▶ [Written exercise]: Present every line of the material below as a numbered list, omitting blank lines.

▶ [Records shown]:

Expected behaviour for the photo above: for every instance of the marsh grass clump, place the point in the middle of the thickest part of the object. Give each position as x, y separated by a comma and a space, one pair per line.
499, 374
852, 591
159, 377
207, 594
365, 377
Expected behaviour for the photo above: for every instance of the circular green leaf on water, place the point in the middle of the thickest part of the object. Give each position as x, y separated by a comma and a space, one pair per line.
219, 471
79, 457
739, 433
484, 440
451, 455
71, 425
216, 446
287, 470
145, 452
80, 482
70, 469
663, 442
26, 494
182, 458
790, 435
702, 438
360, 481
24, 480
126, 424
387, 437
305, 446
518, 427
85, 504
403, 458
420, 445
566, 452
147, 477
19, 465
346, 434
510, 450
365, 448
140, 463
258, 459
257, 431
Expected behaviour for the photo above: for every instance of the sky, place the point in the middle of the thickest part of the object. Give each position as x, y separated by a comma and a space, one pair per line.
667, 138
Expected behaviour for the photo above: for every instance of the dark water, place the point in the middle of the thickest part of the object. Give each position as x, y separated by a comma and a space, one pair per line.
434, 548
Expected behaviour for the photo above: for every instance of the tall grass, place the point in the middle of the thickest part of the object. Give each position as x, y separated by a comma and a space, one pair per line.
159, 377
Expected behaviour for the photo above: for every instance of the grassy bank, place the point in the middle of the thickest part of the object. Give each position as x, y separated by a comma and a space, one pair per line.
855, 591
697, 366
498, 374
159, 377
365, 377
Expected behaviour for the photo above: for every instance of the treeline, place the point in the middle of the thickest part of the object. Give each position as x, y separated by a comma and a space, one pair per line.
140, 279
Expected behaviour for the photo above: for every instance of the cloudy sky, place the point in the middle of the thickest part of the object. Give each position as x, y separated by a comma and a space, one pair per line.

▶ [Answer]:
1. Expected behaviour for the photo above: for every instance of the marsh grass clump, place the point in the middle of the thickest part of the object. Give each position as x, y separated by a comma and a space, one pair per line.
2. 499, 374
3. 852, 591
4. 159, 377
5. 207, 594
6. 365, 377
7. Expected behaviour for the photo above: for every instance of the circular green leaf on water, place the point in the middle of the thickest part of the object. Give each position as x, y separated by a comma and a space, one pair per line.
8. 219, 471
9. 79, 457
10. 739, 433
11. 484, 440
12. 451, 455
13. 71, 425
14. 216, 446
15. 287, 470
16. 145, 452
17. 80, 482
18. 70, 469
19. 663, 442
20. 26, 494
21. 182, 458
22. 790, 435
23. 702, 438
24. 360, 481
25. 24, 480
26. 126, 424
27. 387, 437
28. 305, 446
29. 518, 427
30. 85, 504
31. 403, 458
32. 420, 445
33. 566, 452
34. 147, 477
35. 19, 465
36. 346, 434
37. 510, 450
38. 365, 448
39. 140, 463
40. 258, 459
41. 257, 431
42. Expected behaviour for the photo above: for every instance of the sky, place the point in the middle of the thickest part of the object. Give each position as x, y separated by a comma and a space, one pair per line.
43. 667, 138
44. Expected behaviour for the photo above: for every instance of the dark water, place the point in the middle of the thickest part of the object. Give each position as x, y separated by a comma and a space, one pair per line.
45. 434, 548
46. Expected behaviour for the photo above: for every instance of the tall grass, place the point in the middle of the thickest part of the object. Give each position as x, y separated by a comma and a space, one pair per line.
47. 159, 377
48. Expected behaviour for the photo above: for every instance of the grassy bank, place the point in the middle of the thickest part of the object. Give each position as x, y separated by a comma and a space, one pair per line.
49. 855, 591
50. 697, 366
51. 498, 374
52. 159, 377
53. 365, 377
54. Expected behaviour for the photo above: for every instance of the treeline, place the point in the middle of the thickest part of the object. Give each position as x, y separated by a comma and a space, one pair per line.
55. 140, 279
56. Expected behaviour for the photo above: for every instance of the cloudy sky, place the point in the middle of the thickest part of the object. Give each position as x, y separated by a comma and a space, one pair per line.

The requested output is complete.